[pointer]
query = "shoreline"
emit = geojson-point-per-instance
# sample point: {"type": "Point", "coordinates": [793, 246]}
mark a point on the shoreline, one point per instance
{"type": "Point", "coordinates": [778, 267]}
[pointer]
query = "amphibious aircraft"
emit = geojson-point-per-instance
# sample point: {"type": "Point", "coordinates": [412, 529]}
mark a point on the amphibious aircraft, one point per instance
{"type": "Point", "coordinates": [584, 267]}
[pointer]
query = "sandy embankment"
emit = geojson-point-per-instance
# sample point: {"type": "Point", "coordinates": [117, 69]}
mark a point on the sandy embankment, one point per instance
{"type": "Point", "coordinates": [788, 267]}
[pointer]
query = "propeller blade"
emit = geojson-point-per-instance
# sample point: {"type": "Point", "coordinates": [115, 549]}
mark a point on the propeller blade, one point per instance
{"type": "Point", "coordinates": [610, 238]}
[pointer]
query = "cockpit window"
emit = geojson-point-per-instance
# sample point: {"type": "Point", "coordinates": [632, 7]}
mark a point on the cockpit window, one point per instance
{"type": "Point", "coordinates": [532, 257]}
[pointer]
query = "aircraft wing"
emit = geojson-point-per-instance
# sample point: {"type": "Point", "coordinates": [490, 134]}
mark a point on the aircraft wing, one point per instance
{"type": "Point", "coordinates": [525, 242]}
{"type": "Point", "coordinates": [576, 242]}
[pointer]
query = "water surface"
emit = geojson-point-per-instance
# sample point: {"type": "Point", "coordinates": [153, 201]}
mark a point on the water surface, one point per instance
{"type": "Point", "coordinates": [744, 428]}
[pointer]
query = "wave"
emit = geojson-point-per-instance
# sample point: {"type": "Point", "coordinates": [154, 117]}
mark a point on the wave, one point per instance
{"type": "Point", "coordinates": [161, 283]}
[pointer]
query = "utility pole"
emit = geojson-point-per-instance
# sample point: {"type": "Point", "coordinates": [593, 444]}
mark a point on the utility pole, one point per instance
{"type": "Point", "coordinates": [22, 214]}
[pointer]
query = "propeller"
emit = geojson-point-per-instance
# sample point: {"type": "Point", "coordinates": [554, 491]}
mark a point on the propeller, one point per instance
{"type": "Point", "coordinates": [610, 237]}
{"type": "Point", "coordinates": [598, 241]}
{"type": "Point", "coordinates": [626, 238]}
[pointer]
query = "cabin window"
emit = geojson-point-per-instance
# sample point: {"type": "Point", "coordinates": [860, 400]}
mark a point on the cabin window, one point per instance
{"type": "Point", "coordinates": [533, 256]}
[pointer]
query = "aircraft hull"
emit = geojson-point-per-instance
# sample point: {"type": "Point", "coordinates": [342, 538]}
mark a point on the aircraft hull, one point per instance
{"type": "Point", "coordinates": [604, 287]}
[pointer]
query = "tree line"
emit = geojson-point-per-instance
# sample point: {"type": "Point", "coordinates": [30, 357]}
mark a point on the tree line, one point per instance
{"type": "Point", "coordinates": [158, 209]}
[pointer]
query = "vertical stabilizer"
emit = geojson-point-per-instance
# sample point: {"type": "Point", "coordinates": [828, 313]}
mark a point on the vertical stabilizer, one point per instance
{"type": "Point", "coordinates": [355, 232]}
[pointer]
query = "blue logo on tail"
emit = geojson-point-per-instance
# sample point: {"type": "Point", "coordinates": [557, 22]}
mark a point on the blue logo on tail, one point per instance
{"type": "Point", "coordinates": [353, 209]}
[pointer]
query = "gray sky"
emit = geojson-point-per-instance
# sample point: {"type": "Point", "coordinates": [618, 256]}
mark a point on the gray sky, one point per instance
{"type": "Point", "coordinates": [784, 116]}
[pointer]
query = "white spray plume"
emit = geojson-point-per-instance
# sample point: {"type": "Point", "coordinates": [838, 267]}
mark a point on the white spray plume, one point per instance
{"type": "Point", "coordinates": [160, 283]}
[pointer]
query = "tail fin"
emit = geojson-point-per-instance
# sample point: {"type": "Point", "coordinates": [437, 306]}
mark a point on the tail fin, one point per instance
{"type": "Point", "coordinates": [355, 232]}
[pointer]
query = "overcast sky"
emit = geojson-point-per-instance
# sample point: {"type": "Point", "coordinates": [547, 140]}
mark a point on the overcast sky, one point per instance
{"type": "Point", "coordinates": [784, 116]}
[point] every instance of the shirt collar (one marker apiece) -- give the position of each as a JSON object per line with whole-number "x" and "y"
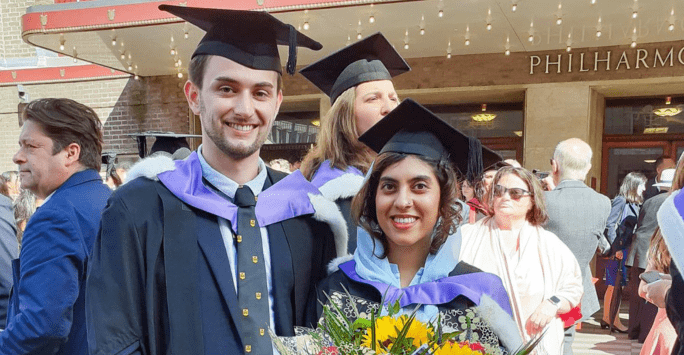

***

Could you write all the entries out again exactly, but without their pictures?

[pointer]
query = "shoreline"
emit = geojson-point-per-instance
# sample point: {"type": "Point", "coordinates": [793, 246]}
mark a point on the shoreline, one point per instance
{"type": "Point", "coordinates": [778, 267]}
[pointer]
query = "amphibious aircraft"
emit = geojson-point-per-instance
# sample point: {"type": "Point", "coordinates": [412, 529]}
mark a point on the amphibious aircraft, one point per instance
{"type": "Point", "coordinates": [584, 267]}
[pointer]
query = "sandy embankment"
emit = geojson-point-per-instance
# sample point: {"type": "Point", "coordinates": [117, 69]}
mark a point on the sandy embankment, one point per instance
{"type": "Point", "coordinates": [788, 267]}
[pointer]
query = "propeller blade"
emit = geojson-point-per-instance
# sample point: {"type": "Point", "coordinates": [115, 549]}
mark a point on the propeller blade, one point per instance
{"type": "Point", "coordinates": [610, 238]}
[pointer]
query = "cockpit window"
emit = geojson-point-per-instance
# sample point: {"type": "Point", "coordinates": [632, 7]}
mark a point on the cockpit window, one point per instance
{"type": "Point", "coordinates": [532, 257]}
[pointer]
query = "aircraft wing"
emit = geojson-point-per-instance
# sample point: {"type": "Point", "coordinates": [490, 134]}
mark a point on the aircraft wing, one point per instance
{"type": "Point", "coordinates": [525, 242]}
{"type": "Point", "coordinates": [576, 242]}
[pointer]
query = "water surface"
emit = geojson-point-per-instance
# sample point: {"type": "Point", "coordinates": [153, 201]}
mark a point on the water surface, one point per instance
{"type": "Point", "coordinates": [744, 428]}
[pointer]
query = "wave"
emit = geojson-point-per-instance
# sample point: {"type": "Point", "coordinates": [154, 117]}
mark a point on the wave, one point per instance
{"type": "Point", "coordinates": [161, 283]}
[pointer]
query = "utility pole"
emit = geojson-point-per-instance
# sample point: {"type": "Point", "coordinates": [593, 444]}
mark a point on the utility pole, one point per instance
{"type": "Point", "coordinates": [22, 214]}
[pointer]
query = "propeller"
emit = geojson-point-per-instance
# sample point: {"type": "Point", "coordinates": [554, 491]}
mark a point on the propeller, one point per instance
{"type": "Point", "coordinates": [610, 237]}
{"type": "Point", "coordinates": [598, 241]}
{"type": "Point", "coordinates": [626, 238]}
[pointer]
query = "cabin window"
emit = geojson-point-per-instance
# sample point: {"type": "Point", "coordinates": [860, 400]}
mark a point on the cabin window, one point per instance
{"type": "Point", "coordinates": [533, 256]}
[pointer]
query = "aircraft hull"
emit = geojson-point-per-instance
# sample point: {"type": "Point", "coordinates": [342, 538]}
mark a point on the aircraft hull, one point per instance
{"type": "Point", "coordinates": [604, 287]}
[pointer]
query = "tree line"
emit = geojson-point-per-instance
# sample point: {"type": "Point", "coordinates": [30, 357]}
mark a point on the tree line, one point per instance
{"type": "Point", "coordinates": [158, 209]}
[pointer]
query = "vertical stabilizer"
emit = geojson-point-per-instance
# sample point: {"type": "Point", "coordinates": [828, 313]}
mark a point on the vertical stabilizer, one point per instance
{"type": "Point", "coordinates": [355, 232]}
[pointer]
query = "blue logo on tail"
emit = geojson-point-per-instance
# sample point: {"type": "Point", "coordinates": [557, 22]}
mark a point on the blue logo on tail, one point per instance
{"type": "Point", "coordinates": [353, 209]}
[pointer]
query = "gray sky"
emit = geojson-point-per-instance
# sample point: {"type": "Point", "coordinates": [618, 256]}
mark a point on the gray sky, one point per instance
{"type": "Point", "coordinates": [784, 116]}
[pointer]
query = "white spray plume"
emit = geojson-point-per-instance
# sample point: {"type": "Point", "coordinates": [838, 267]}
mark a point on the white spray plume, one point per instance
{"type": "Point", "coordinates": [160, 283]}
[pointer]
query = "tail fin"
emit = geojson-point-per-instance
# sample point: {"type": "Point", "coordinates": [437, 306]}
mark a point on the tail fin, one point per instance
{"type": "Point", "coordinates": [355, 232]}
[pointer]
query = "overcast sky"
emit = geojson-point-per-instance
# sample point: {"type": "Point", "coordinates": [547, 140]}
mark a point on the overcast sky, one point per instance
{"type": "Point", "coordinates": [784, 116]}
[point] every instance of the shirt collar (one marker apiece) -- give the position of each as a JSON object per line with whole-number "x" and "y"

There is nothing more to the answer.